* START *

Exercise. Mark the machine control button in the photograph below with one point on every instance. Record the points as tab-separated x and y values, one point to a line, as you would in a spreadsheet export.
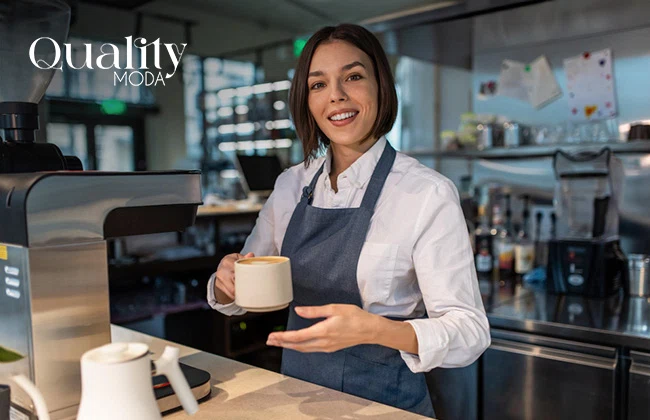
12	271
13	293
10	281
576	280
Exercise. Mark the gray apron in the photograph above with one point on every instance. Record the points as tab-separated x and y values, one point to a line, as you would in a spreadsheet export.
324	247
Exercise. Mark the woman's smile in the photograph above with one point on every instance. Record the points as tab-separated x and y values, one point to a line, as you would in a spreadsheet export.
343	93
343	117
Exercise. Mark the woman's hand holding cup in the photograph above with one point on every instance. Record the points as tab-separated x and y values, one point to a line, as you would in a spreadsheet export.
225	277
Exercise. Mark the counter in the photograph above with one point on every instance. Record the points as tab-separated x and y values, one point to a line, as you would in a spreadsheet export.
242	392
620	321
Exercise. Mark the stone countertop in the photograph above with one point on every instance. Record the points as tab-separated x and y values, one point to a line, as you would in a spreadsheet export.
242	392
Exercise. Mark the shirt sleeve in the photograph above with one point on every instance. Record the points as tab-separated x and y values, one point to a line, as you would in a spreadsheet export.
261	241
456	331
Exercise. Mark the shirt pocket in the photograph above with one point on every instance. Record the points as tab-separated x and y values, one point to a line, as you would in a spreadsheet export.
376	271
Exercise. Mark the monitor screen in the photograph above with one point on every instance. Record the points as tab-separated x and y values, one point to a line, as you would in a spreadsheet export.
259	172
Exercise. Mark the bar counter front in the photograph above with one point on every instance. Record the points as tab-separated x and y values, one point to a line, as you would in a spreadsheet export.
244	392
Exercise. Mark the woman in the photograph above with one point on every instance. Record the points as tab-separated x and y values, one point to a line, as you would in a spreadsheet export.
384	282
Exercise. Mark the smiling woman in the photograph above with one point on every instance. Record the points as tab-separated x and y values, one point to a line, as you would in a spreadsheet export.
384	283
359	72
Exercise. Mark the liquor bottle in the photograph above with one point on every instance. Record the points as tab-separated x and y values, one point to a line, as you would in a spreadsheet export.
541	247
498	232
483	248
524	247
506	248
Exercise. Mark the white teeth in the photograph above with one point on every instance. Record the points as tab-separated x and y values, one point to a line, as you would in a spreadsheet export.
343	116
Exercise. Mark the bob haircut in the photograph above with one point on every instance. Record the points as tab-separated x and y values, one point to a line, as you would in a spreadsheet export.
308	131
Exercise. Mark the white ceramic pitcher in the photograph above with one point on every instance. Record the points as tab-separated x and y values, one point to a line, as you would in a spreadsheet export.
116	383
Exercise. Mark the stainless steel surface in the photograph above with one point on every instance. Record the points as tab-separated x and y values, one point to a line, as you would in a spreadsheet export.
535	176
528	381
15	311
638	403
70	315
60	307
63	311
639	275
71	209
454	392
618	321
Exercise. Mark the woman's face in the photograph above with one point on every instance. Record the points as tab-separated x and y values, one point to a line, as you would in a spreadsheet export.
343	92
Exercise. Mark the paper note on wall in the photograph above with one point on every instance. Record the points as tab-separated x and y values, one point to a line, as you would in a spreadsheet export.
543	85
534	83
590	86
514	81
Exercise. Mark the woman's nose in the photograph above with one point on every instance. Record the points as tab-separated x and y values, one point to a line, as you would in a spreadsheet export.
338	93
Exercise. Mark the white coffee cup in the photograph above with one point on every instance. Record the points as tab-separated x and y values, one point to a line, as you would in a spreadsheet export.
263	284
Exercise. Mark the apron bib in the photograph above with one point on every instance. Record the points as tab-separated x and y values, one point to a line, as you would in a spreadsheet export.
324	247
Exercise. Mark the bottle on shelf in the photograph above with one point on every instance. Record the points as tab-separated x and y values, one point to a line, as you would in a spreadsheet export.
524	246
541	247
505	247
483	247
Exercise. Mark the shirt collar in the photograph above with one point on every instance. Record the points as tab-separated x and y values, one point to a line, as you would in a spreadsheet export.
361	170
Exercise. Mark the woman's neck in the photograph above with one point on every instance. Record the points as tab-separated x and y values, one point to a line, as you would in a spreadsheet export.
343	156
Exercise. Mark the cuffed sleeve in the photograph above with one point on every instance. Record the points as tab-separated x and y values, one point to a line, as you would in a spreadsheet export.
456	331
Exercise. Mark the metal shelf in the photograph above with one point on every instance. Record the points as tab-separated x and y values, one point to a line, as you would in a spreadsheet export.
525	152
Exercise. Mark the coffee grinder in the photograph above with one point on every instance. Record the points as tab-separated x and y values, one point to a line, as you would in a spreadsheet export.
585	257
55	219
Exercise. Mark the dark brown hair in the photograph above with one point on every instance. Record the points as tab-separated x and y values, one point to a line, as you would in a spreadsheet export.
308	131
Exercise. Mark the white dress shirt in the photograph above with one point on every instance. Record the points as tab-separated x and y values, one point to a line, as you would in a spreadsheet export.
417	259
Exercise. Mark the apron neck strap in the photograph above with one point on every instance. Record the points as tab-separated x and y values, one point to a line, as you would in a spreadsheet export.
378	177
308	191
375	184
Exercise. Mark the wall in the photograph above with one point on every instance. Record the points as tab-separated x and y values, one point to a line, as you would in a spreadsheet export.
214	35
561	29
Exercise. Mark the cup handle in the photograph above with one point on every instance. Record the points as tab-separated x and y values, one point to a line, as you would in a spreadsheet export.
36	396
168	365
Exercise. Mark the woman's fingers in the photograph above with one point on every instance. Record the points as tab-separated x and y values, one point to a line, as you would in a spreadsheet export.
225	276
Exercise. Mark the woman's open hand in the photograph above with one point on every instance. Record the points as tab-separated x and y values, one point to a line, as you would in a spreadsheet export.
224	281
344	326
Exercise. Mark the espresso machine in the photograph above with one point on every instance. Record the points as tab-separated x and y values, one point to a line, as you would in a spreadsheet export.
585	257
55	220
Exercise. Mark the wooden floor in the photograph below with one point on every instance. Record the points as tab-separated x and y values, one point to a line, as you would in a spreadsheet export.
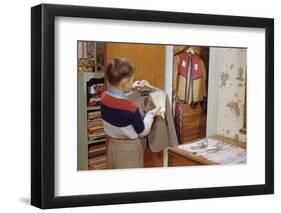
153	159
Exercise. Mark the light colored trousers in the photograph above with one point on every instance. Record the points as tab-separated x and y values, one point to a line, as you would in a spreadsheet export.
125	153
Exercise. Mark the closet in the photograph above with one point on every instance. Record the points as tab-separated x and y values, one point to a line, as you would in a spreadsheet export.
190	85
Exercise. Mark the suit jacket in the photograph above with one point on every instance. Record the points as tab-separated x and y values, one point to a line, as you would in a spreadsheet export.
189	78
162	133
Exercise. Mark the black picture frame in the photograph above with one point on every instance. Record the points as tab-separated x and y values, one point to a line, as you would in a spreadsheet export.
43	110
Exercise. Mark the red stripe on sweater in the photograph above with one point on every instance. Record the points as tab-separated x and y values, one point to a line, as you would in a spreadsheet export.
118	103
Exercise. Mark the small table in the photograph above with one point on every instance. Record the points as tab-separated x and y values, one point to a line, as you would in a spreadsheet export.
181	157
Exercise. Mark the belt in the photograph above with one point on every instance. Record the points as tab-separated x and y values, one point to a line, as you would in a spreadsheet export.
121	138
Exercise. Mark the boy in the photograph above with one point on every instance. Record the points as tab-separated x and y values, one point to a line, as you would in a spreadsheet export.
121	117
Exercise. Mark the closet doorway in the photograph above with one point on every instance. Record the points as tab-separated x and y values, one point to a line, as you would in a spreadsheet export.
190	89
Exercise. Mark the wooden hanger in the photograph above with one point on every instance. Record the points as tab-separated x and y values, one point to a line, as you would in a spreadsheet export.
190	50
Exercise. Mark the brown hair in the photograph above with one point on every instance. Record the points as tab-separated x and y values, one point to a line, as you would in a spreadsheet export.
117	69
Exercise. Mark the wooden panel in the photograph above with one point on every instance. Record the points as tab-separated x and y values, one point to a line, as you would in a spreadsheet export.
149	60
193	123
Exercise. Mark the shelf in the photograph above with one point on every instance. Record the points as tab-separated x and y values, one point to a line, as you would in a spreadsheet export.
93	108
96	141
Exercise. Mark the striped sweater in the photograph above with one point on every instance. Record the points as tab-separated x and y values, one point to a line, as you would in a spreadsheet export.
121	116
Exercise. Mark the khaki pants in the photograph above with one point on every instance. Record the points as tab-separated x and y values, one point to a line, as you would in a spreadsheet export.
125	153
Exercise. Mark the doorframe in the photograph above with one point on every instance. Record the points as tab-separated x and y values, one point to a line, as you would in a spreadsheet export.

* END *

• WHAT IS BEING ASKED: Copy out the rows word for word, beginning with the line that contains "Exercise. Mark the shelf" and continuing through the last line of the rows.

• CORRECT RESPONSE:
Exercise. Mark the shelf in the photograph above with one point on every instance. Record the points as tab-separated x and y values, one point to a line, as you would in a spreadsheet export.
93	108
96	141
Exercise. Mark the striped sweater in the photograph above with one point on every instance. Record the points as tab-separated x and y values, one point to a line, as you would in a spreadsheet export.
121	116
Exercise. Mark the khaki pants in the photograph above with one point on every instance. Record the points as tab-separated x and y values, one point to a line, as you would in a spreadsheet export.
125	153
Exercise. Mark the doorframe in the photograph above with one point on every instance. Record the points as tab-separated x and y values, one point to a line, as you would in a spreadsheet export.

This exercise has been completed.